▸ **OBJECTIVE**: Copy all of the rows below word for word, leaving out the pictures.

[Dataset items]
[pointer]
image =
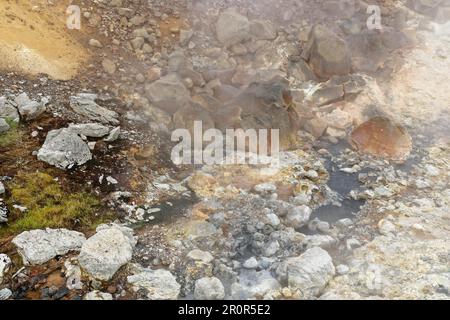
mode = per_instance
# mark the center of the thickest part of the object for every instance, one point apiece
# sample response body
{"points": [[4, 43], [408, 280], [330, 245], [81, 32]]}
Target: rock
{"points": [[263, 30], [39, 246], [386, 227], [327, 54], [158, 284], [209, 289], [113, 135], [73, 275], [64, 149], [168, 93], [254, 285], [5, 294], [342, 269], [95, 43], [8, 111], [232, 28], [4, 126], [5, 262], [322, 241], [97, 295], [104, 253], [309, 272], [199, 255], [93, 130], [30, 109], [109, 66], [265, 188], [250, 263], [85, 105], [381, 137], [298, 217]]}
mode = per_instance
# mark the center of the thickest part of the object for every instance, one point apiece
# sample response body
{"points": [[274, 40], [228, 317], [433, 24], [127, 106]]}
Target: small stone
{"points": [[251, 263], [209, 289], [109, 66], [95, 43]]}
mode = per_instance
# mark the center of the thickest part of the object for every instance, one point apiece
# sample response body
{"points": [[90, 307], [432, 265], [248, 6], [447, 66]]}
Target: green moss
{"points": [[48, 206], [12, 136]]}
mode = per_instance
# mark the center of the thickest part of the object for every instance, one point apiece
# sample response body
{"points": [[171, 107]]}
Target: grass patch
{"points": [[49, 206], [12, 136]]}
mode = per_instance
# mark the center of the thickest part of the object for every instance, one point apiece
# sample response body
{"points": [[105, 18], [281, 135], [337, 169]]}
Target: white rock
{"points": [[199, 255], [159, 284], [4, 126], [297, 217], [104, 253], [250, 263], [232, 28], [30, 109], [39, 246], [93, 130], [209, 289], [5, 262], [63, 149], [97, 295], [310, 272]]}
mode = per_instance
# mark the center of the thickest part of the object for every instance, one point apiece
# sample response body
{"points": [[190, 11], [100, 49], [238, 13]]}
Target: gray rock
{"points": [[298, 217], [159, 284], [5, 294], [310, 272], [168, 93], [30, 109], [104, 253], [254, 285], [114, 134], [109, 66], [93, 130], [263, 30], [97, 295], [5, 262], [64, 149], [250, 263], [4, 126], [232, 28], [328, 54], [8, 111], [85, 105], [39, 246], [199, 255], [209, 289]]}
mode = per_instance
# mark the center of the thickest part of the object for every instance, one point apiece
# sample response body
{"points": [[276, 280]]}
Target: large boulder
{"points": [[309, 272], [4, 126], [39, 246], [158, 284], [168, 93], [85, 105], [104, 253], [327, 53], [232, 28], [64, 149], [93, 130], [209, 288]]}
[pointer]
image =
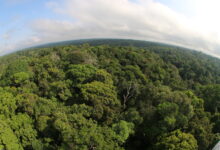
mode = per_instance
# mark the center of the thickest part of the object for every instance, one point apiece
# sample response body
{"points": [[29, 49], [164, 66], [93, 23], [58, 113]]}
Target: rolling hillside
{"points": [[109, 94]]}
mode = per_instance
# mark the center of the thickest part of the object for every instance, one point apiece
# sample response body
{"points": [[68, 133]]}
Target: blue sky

▸ **FULL OUTPUT**:
[pointer]
image =
mode = per_instance
# mark the center of the thickest part of the object for every instance, one point apiece
# sample response body
{"points": [[4, 43], [408, 280], [330, 245], [81, 32]]}
Target: rock
{"points": [[263, 30], [39, 246], [386, 227], [327, 54], [158, 284], [209, 289], [113, 135], [73, 275], [64, 149], [168, 93], [254, 285], [5, 294], [342, 269], [95, 43], [8, 111], [232, 28], [4, 126], [5, 262], [322, 241], [97, 295], [104, 253], [309, 272], [199, 255], [93, 130], [30, 109], [109, 66], [265, 188], [250, 263], [85, 105], [381, 137], [298, 217]]}
mode = per_instance
# mark the center of the thickest part of the object for every instance, one point apiece
# sample response body
{"points": [[274, 40], [228, 317], [433, 24], [127, 106]]}
Target: small stone
{"points": [[251, 263], [209, 289], [109, 66], [95, 43]]}
mode = per_instance
# mark the center of the thickest part of the object for every instance, one point apiece
# sample response body
{"points": [[90, 307], [432, 265], [248, 6], [447, 66]]}
Target: green moss
{"points": [[48, 206], [12, 136]]}
mode = per_instance
# mark the center of the thickest part of the object for every instance, one point apiece
# sample response body
{"points": [[171, 107]]}
Target: grass patch
{"points": [[49, 206], [12, 136]]}
mode = per_instance
# mark the center of the thickest part of the object for every instance, one point apiece
# sample response body
{"points": [[105, 18], [281, 135], [337, 169]]}
Target: white rock
{"points": [[199, 255], [159, 284], [4, 126], [297, 217], [104, 253], [250, 263], [232, 28], [30, 109], [39, 246], [93, 130], [209, 289], [5, 262], [63, 149], [97, 295], [310, 272]]}
mode = per_instance
# mark the center of the thickest part of the object for every instance, one point apiece
# sample response body
{"points": [[190, 11], [100, 49], [238, 13]]}
Target: gray rock
{"points": [[298, 217], [159, 284], [5, 294], [310, 272], [168, 93], [30, 109], [104, 253], [254, 285], [114, 134], [109, 66], [93, 130], [263, 30], [97, 295], [5, 262], [64, 149], [250, 263], [4, 126], [232, 28], [328, 54], [8, 111], [85, 105], [39, 246], [199, 255], [209, 289]]}
mode = per_instance
# mark the center of the thickest part of the object for every instance, one point apiece
# sample response body
{"points": [[276, 280]]}
Target: large boulder
{"points": [[309, 272], [4, 126], [39, 246], [158, 284], [168, 93], [85, 105], [104, 253], [327, 53], [232, 28], [64, 149], [93, 130], [209, 288]]}
[pointer]
image =
mode = per_instance
# mark the center of the thickest part of the object for every instance, one point apiece
# sample response body
{"points": [[29, 49], [164, 66], [93, 23], [58, 113]]}
Target: rolling hillside
{"points": [[109, 94]]}
mode = per_instance
# mark the center of the thickest part of the object for every instance, one point apiece
# sample response body
{"points": [[68, 133]]}
Target: blue sky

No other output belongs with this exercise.